[WRITTEN EXERCISE]
Reproduce the listing from its beginning through the line that contains "[494,0,696,691]", with both ends included. Multiply every bounding-box coordinate in the answers by 1.4 and round each to a whole number, with halves rounded up, and omit the pictures.

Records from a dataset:
==========

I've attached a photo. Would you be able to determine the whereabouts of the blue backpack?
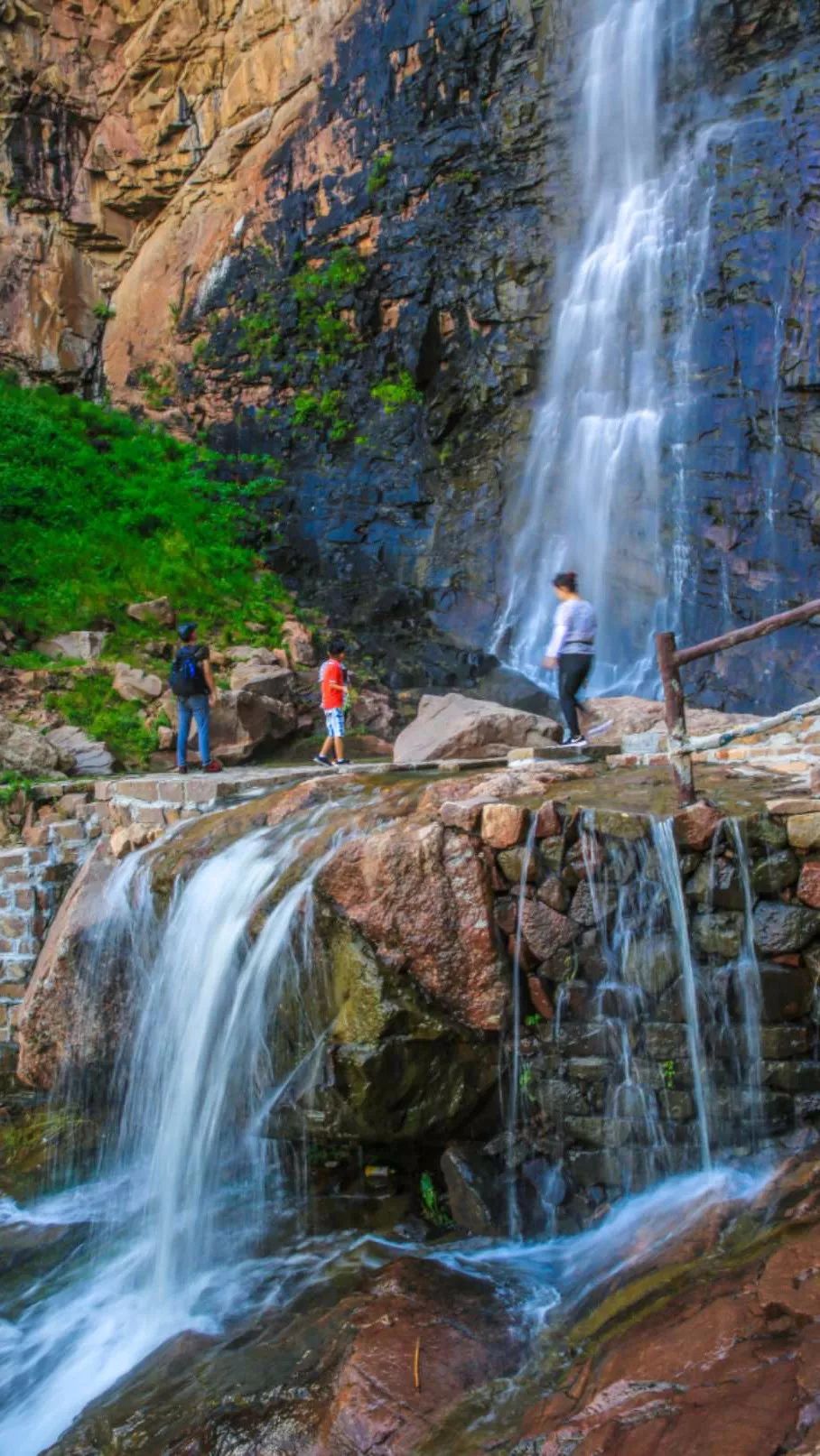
[167,646,207,698]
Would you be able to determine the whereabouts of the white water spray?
[492,0,692,693]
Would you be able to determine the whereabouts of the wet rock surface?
[50,1258,518,1456]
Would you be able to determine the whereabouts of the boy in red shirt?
[313,637,349,769]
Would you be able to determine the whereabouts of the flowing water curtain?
[0,795,349,1456]
[494,0,696,691]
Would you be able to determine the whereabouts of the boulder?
[571,698,756,753]
[480,803,527,849]
[797,859,820,910]
[224,644,288,668]
[442,1143,504,1238]
[126,597,176,627]
[521,900,578,961]
[114,663,164,703]
[230,656,294,701]
[45,724,114,777]
[283,617,316,667]
[675,800,721,853]
[787,812,820,852]
[17,841,119,1090]
[393,693,561,763]
[35,632,107,663]
[0,718,60,776]
[211,691,297,763]
[692,910,744,961]
[318,820,507,1031]
[349,687,402,739]
[754,900,820,955]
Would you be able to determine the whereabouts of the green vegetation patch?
[0,380,287,643]
[370,368,424,415]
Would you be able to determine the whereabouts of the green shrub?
[370,368,424,415]
[0,382,287,643]
[367,147,393,197]
[45,672,157,769]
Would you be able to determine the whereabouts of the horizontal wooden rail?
[656,600,820,805]
[675,601,820,667]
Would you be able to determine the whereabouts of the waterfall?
[494,0,692,691]
[0,810,343,1456]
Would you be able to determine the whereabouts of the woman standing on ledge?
[544,570,599,748]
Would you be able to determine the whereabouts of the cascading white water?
[492,0,692,691]
[0,811,343,1456]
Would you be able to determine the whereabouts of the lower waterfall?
[0,811,346,1456]
[0,791,792,1456]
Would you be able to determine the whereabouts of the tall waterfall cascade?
[494,0,699,693]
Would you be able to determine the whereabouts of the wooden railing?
[656,600,820,805]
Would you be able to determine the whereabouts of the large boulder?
[230,656,294,700]
[283,617,316,667]
[35,632,107,663]
[584,698,756,748]
[205,691,297,763]
[393,693,561,763]
[126,597,176,627]
[318,820,507,1031]
[114,663,163,703]
[17,840,119,1090]
[0,718,60,774]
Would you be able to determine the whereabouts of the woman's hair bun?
[552,570,578,591]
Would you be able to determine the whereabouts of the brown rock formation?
[0,0,345,392]
[17,845,119,1088]
[319,821,507,1031]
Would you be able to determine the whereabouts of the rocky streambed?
[0,762,820,1456]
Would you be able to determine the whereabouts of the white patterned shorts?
[325,708,345,738]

==========

[SOLUTION TO THE EXERCISE]
I've attached a photo. Would you be able to determine the whereabouts of the blue backpack?
[234,904,290,977]
Would you be able to determine the whereabouts of the white water spray?
[689,0,969,970]
Would you be able to determine the whereabouts of the wet rock surface?
[70,1761,725,2038]
Would you be able to determine the whereabouts of the boy in red shirt?
[438,892,489,1077]
Would you be able to determine the whereabouts of the flowing water curtain?
[0,1113,489,2038]
[692,0,974,967]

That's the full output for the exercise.